>> START SOURCE EXTRACT

A Committee of the whole House consists of all members of Parliament, and discusses the bill clause by clause. MPs may make five-minute speeches on a particular clause of the bill, but may not make general speeches on the bill's overall goals or principles. The extent to which a bill changes during this process varies. If the Select Committee that considered the bill was dominated by the opposition, and made significant alterations, the government may make major "corrective" amendments. The opposition may also put forward wrecking amendments, although these are generally just symbolic.

Third Reading

The final Reading takes the same format as the First and Second Readings — a two-hour debate with MPs making ten-minute speeches. The speeches once again refer to the bill in general terms, and represent the final chance for debate. A final vote is taken. If a bill passes its third reading, it is passed on to the Governor-General, who will (assuming constitutional conventions are followed) give it Royal Assent as a matter of course. It then becomes law.

Select Committees

Legislation is scrutinised by Select Committees. The Committees call for submissions from the public, thereby meaning that there is a degree of public consultation before a parliamentary bill proceeds into law. The strengthening of the Committee system was in response to concerns that legislation was being forced through, without receiving due examination and revision. Each Select Committee has a Chairperson and a Deputy Chairperson. MPs may be members of more than one Select Committee. There are 18 Select Committees in the House of Representatives, as follows:

  • Business
  • Commerce
  • Education and Science
  • Finance and Expenditure
  • Foreign Affairs, Defence and Trade
  • Health
  • Justice and Electoral Reform
  • Law and Order
  • Local Government and Environment
  • Government Administration
  • Maori Affairs
  • Officers of Parliament
  • Primary Production
  • Privileges
  • Regulations
  • Social Services
  • Standing Orders
  • Transport and Industrial Relations

Occasionally a special Select Committee will be created on a temporary basis. An example was the Select Committee established to study the foreshore and seabed bill.

>> END SOURCE EXTRACT

WORK TO DO:
• a. For each statement, say yes or no according to the passage on legislative procedure and quote the words that decide it: (i) In a Committee of the whole House, MPs may give general speeches on a bill's overall principles. (ii) The Third Reading consists of a two-hour debate. (iii) An MP may sit on more than one Select Committee.
• b. According to the passage on legislative procedure, how many Select Committees are there in the House of Representatives?
• c. Retype the passage on legislative procedure between "The final Reading" and "then becomes law.", inclusive.
The listing that comes next is separate material, unrelated to the passage on legislative procedure.

>> START STORED ROWS

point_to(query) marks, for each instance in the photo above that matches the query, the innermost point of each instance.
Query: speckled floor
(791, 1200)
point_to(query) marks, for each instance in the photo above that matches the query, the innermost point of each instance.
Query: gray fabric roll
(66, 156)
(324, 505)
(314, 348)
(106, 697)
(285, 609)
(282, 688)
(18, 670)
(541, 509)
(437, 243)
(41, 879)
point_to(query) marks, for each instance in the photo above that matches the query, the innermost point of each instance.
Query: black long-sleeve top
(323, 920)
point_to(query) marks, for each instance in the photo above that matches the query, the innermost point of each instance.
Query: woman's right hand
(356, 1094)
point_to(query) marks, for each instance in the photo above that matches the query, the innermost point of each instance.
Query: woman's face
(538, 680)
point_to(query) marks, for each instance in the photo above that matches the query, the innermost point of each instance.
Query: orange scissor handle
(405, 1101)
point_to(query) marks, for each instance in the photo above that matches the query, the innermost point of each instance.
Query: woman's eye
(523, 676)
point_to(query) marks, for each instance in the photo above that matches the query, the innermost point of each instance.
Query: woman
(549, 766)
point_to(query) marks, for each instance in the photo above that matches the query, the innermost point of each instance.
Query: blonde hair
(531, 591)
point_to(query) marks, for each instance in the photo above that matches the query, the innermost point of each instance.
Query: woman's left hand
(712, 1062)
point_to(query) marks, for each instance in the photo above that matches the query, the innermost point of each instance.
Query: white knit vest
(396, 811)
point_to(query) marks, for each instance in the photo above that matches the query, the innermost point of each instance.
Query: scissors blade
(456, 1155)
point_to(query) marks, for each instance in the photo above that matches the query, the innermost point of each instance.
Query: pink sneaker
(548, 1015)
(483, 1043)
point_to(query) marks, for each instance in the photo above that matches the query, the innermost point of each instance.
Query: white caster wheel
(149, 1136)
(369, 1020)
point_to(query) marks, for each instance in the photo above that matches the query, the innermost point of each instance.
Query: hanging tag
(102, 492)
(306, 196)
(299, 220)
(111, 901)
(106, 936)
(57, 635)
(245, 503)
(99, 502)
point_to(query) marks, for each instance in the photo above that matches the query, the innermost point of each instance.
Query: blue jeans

>> END STORED ROWS

PROBLEM SOLUTIONS:
• a.
(i) No: "may not make general speeches on the bill's overall goals or principles"
(ii) Yes: "a two-hour debate with MPs making ten-minute speeches"
(iii) Yes: "MPs may be members of more than one Select Committee."

• b. There are 18 Select Committees.

• c.
The final Reading takes the same format as the First and Second Readings — a two-hour debate with MPs making ten-minute speeches. The speeches once again refer to the bill in general terms, and represent the final chance for debate. A final vote is taken. If a bill passes its third reading, it is passed on to the Governor-General, who will (assuming constitutional conventions are followed) give it Royal Assent as a matter of course. It then becomes law.